Reproduce the data below verbatim, every line in its original order and with no alterations.

..........

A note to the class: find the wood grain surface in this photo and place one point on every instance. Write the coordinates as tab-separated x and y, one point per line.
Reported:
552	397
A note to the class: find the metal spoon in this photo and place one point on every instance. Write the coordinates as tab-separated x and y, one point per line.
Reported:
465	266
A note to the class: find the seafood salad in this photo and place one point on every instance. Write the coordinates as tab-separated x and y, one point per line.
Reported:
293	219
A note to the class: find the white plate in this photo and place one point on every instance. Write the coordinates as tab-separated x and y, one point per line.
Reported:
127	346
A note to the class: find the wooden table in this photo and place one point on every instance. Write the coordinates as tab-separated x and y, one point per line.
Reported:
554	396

..........

Completed exercise
A note to the class: find the wood grain surface in this photo and place one point on every instance. Write the coordinates as tab-separated x and y, one point per line.
Reported:
552	397
A note to the class: find the metal spoon in this photo and place one point on every instance. Write the coordinates as tab-separated x and y, one point per line.
Reported:
465	266
A note to the class: find the seafood salad in this photo and place one point on every instance. Write the coordinates as tab-separated x and y, one point per line.
Reported:
293	219
A note to the class: find the white plate in this photo and place one point on every instance. Write the coordinates as tab-separated x and y, one point per line.
Reported:
127	346
A note to the class: find the wooden table in this photo and place one point on every instance. Write the coordinates as tab-separated x and y, one point per line.
Reported:
554	396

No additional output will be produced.